● Work item: Copy every record that appears below, exactly as it stands.
━━━━━━━━━━━━━━━━
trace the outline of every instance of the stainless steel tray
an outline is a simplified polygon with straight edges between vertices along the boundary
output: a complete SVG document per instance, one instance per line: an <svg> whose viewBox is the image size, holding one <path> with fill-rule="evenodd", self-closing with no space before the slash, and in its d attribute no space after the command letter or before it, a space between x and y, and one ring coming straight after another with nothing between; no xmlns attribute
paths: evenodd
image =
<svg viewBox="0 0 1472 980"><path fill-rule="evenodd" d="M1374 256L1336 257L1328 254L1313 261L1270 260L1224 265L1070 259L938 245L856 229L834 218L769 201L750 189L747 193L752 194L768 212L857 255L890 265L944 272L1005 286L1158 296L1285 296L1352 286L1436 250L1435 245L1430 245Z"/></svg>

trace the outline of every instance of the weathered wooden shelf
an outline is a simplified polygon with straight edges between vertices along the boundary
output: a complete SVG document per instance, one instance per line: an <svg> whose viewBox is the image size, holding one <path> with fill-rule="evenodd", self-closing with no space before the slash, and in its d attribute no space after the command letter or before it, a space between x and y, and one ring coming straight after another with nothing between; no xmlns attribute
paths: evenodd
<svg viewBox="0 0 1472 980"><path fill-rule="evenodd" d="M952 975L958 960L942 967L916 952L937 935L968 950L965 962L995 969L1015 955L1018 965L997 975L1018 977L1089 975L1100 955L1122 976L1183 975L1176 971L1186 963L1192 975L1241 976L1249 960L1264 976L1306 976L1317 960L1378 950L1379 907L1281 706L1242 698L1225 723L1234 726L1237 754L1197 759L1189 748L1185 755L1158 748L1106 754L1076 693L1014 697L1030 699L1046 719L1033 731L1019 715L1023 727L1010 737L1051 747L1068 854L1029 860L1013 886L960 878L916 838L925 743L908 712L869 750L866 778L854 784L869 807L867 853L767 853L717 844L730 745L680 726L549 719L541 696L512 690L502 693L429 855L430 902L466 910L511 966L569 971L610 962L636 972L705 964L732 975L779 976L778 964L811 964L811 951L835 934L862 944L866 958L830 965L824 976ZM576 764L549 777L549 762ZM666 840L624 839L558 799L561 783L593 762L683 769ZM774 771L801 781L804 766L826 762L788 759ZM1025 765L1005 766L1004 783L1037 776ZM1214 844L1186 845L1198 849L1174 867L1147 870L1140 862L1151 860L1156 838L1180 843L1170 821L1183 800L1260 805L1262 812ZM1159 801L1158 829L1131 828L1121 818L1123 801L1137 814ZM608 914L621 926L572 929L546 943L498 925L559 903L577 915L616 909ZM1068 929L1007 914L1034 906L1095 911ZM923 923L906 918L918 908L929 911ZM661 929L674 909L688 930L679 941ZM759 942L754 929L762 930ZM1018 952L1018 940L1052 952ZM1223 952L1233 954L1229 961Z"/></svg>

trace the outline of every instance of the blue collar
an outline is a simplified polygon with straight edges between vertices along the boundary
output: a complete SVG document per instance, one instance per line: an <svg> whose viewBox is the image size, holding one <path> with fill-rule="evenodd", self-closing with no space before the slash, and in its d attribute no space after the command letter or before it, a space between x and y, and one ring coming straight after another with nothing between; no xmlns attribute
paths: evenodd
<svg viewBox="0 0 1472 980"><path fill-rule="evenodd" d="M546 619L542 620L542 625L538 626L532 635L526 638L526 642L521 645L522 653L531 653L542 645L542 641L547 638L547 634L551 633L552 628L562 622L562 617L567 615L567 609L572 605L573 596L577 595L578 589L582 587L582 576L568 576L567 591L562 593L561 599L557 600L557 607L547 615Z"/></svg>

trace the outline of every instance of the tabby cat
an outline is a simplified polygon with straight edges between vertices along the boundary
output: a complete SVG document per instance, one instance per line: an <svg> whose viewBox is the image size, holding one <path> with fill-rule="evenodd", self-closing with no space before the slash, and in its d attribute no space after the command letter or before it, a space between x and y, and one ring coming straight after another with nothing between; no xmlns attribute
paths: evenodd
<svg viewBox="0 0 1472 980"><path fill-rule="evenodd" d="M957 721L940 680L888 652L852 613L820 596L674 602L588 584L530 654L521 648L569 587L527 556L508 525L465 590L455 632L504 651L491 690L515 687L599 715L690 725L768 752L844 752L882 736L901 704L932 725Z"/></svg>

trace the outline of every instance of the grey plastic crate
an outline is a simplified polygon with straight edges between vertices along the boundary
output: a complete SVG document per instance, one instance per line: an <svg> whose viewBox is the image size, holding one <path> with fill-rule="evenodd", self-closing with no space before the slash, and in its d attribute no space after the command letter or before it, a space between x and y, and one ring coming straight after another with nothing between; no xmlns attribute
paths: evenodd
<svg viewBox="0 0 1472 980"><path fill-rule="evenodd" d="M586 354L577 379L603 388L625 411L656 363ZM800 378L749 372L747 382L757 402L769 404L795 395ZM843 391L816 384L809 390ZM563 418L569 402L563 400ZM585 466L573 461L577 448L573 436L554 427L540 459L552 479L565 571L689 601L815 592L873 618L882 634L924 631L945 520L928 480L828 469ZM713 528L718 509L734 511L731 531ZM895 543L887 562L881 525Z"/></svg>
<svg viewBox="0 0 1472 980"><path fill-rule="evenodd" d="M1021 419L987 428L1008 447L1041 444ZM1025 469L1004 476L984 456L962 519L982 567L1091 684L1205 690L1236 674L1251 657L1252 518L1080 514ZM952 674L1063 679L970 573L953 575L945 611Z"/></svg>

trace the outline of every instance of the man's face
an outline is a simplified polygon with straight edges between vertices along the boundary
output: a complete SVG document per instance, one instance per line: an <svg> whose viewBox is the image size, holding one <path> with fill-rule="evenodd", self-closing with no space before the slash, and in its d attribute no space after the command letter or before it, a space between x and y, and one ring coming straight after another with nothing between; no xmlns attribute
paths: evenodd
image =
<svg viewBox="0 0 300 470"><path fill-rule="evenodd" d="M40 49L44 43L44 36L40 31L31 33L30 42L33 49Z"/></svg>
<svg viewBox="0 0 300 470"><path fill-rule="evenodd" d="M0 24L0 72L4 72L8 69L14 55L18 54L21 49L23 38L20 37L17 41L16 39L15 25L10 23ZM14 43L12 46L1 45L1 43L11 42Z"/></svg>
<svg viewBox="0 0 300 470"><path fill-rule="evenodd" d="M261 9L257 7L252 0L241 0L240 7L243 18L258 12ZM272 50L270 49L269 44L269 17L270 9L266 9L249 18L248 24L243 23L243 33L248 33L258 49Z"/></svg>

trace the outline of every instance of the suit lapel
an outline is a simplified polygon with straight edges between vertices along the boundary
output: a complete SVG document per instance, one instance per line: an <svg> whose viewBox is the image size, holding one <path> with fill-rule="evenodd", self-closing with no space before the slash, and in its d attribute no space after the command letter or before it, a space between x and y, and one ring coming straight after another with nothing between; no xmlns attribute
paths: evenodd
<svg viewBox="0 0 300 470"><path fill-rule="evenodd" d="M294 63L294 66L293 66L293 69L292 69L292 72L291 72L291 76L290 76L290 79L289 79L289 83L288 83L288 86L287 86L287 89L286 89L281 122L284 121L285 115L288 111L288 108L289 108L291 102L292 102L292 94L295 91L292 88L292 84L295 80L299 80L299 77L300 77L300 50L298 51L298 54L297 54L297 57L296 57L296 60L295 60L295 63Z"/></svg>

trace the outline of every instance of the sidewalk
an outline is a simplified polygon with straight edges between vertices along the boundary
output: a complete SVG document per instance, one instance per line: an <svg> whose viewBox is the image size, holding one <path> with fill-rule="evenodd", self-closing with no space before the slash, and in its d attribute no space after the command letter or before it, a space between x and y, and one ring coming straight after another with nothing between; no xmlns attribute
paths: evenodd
━━━━━━━━━━━━━━━━
● Expected output:
trace the outline of every instance of the stainless steel tray
an outline is a simplified polygon with straight edges between vertices along the boundary
output: a complete SVG document per instance, one instance per line: an <svg> whose viewBox is the image size, holding one <path> with fill-rule="evenodd", self-closing with no space before the slash, and in its d attribute no space after the command letter or before it, a space between x and y, and one ring coming straight after another with nothing between; no xmlns attribute
paths: evenodd
image =
<svg viewBox="0 0 1472 980"><path fill-rule="evenodd" d="M1374 256L1336 257L1328 254L1313 261L1270 260L1224 265L1070 259L938 245L856 229L834 218L769 201L750 189L747 193L752 194L768 212L857 255L890 265L944 272L1005 286L1158 296L1285 296L1352 286L1436 250L1435 245L1430 245Z"/></svg>

trace the outline of every instance of the weathered wooden shelf
an outline is a simplified polygon with straight edges between vertices along the boundary
output: a complete SVG document per instance, one instance per line: an <svg> whose viewBox is the image size, holding one <path> with fill-rule="evenodd", self-closing with no space before the slash, and in its d attribute no space after the command letter or before it, a space between x and y, and one ring coming straight after another with nothing between; no xmlns attribute
paths: evenodd
<svg viewBox="0 0 1472 980"><path fill-rule="evenodd" d="M952 975L958 960L942 967L916 952L937 935L968 950L965 962L995 969L1015 955L1018 965L997 975L1018 977L1089 975L1100 955L1122 976L1183 975L1176 971L1186 963L1192 975L1241 976L1249 960L1264 976L1306 976L1317 960L1378 950L1379 907L1281 706L1242 698L1225 723L1234 726L1237 754L1197 759L1189 748L1185 755L1158 748L1106 754L1076 693L1014 697L1030 699L1046 719L1033 731L1019 715L1023 727L1010 737L1051 747L1068 854L1029 860L1013 886L960 878L916 838L925 743L908 712L869 750L866 778L854 784L869 807L867 853L767 853L717 844L730 745L680 726L549 719L541 696L512 690L502 693L429 855L430 902L466 910L511 966L569 971L610 962L636 972L705 964L732 975L779 976L778 964L811 964L811 951L835 934L862 944L866 958L830 965L824 976ZM576 764L549 777L549 762ZM666 840L624 839L558 799L561 783L593 762L683 769ZM774 771L801 781L804 766L826 762L788 759ZM1025 765L1005 766L1004 783L1037 776ZM1214 844L1186 845L1198 849L1174 867L1147 870L1140 862L1151 860L1156 838L1180 843L1170 821L1183 800L1260 805L1262 812ZM1159 801L1158 829L1131 828L1121 818L1123 801L1137 814ZM608 914L621 926L572 929L546 943L498 925L559 903L577 915L616 909ZM1068 929L1007 914L1034 906L1095 911ZM923 923L906 918L918 908L929 911ZM661 929L674 909L688 930L679 941ZM759 942L754 929L762 930ZM1018 952L1018 940L1052 952ZM1223 952L1233 954L1229 961Z"/></svg>

trace the outline of every instance of the blue collar
an outline is a simplified polygon with straight edges between vertices along the boundary
output: a complete SVG document per instance, one instance per line: an <svg> whose viewBox is the image size, holding one <path> with fill-rule="evenodd", self-closing with no space before the slash, and in its d attribute no space after the command letter or before it, a space between x and y, and one ring coming straight after another with nothing between; no xmlns attribute
paths: evenodd
<svg viewBox="0 0 1472 980"><path fill-rule="evenodd" d="M546 619L542 620L542 625L538 626L532 635L526 638L526 642L521 645L522 653L531 653L542 645L542 641L547 638L547 634L551 633L552 628L562 622L562 617L567 615L567 609L572 605L573 596L577 595L578 589L582 587L582 576L568 576L567 591L562 593L561 599L557 600L557 607L547 615Z"/></svg>

trace the outline of every instance of the tabby cat
an outline is a simplified polygon with straight edges between vertices along the boundary
output: a complete SVG document per instance, one instance per line: an <svg> whose viewBox is the image size, holding one <path> with fill-rule="evenodd", self-closing with no space before the slash, and in its d attribute no space after the command letter or before it, a space between x and y, and one ring coming straight after another with nothing between; no xmlns attribute
paths: evenodd
<svg viewBox="0 0 1472 980"><path fill-rule="evenodd" d="M957 721L940 680L888 652L852 613L820 596L674 602L588 584L530 654L521 648L569 587L527 556L508 525L465 590L455 632L504 651L491 690L515 687L599 715L690 725L768 752L844 752L882 736L901 704L932 725Z"/></svg>

trace the outline of every instance of the grey plastic crate
an outline is a simplified polygon with straight edges between vertices along the boundary
output: a complete SVG document per instance, one instance per line: an <svg> whose viewBox is the image size, holding one <path> with fill-rule="evenodd", self-closing with no space before the slash, and in its d attribute no space after the command letter or before it, a space between x and y, and one ring coming straight after another with nothing between; no xmlns attribute
paths: evenodd
<svg viewBox="0 0 1472 980"><path fill-rule="evenodd" d="M586 354L577 379L603 388L625 411L656 363ZM800 378L749 372L747 382L757 402L769 404L795 395ZM843 391L816 384L809 390ZM563 418L569 402L563 400ZM585 466L573 461L577 448L573 436L554 427L540 459L552 479L565 571L689 601L815 592L873 618L882 634L924 631L945 520L928 480L828 469ZM713 528L718 509L734 511L731 531ZM895 543L887 562L881 525Z"/></svg>
<svg viewBox="0 0 1472 980"><path fill-rule="evenodd" d="M1021 419L987 428L1008 447L1041 444ZM1025 469L1004 476L984 456L962 519L982 567L1091 684L1205 690L1236 674L1251 657L1252 518L1080 514ZM952 674L1063 679L970 573L953 575L945 611Z"/></svg>

trace the outline of every instance of the man's face
an outline is a simplified polygon with straight edges between vertices along the boundary
output: a complete SVG document per instance, one instance per line: an <svg> whose viewBox is the image size, holding one <path> with fill-rule="evenodd", self-closing with no space before the slash, and in its d attribute no space after the command letter or before it, a space between x and y, and one ring coming straight after another with nothing between; no xmlns attribute
paths: evenodd
image =
<svg viewBox="0 0 300 470"><path fill-rule="evenodd" d="M40 49L44 43L44 36L40 31L31 33L30 42L33 49Z"/></svg>
<svg viewBox="0 0 300 470"><path fill-rule="evenodd" d="M0 24L0 72L4 72L8 69L14 55L18 54L21 49L23 38L20 37L17 41L16 39L15 25L10 23ZM14 43L12 46L1 45L1 43L11 42Z"/></svg>
<svg viewBox="0 0 300 470"><path fill-rule="evenodd" d="M261 9L257 7L252 0L241 0L240 7L243 18L258 12ZM272 50L270 49L269 44L269 17L270 9L266 9L249 18L248 24L243 23L243 33L248 33L258 49Z"/></svg>

trace the outline of every instance of the suit lapel
an outline is a simplified polygon with straight edges between vertices along the boundary
output: a complete SVG document per instance, one instance per line: an <svg> whose viewBox is the image size, holding one <path> with fill-rule="evenodd", self-closing with no space before the slash, and in its d attribute no space after the command letter or before it, a space between x and y, and one ring coming straight after another with nothing between; no xmlns attribute
paths: evenodd
<svg viewBox="0 0 300 470"><path fill-rule="evenodd" d="M294 63L294 66L293 66L293 69L292 69L292 72L291 72L291 76L290 76L290 79L289 79L289 83L288 83L288 86L287 86L287 89L286 89L281 122L284 121L285 115L288 111L288 108L289 108L291 102L292 102L292 94L295 91L292 88L292 84L295 80L299 80L299 77L300 77L300 50L298 51L298 54L297 54L297 57L296 57L296 60L295 60L295 63Z"/></svg>

trace the outline of every instance of the sidewalk
an outline is a simplified polygon with straight edges between vertices along the boundary
output: a complete SVG document per instance, one instance per line: an <svg> whose viewBox is the image size, holding one <path> with fill-rule="evenodd", self-closing with no space before the slash, and in its d attribute no space after the command letter or before it, a space between x and y, and one ring coming straight after another with nothing between; no xmlns attribute
paths: evenodd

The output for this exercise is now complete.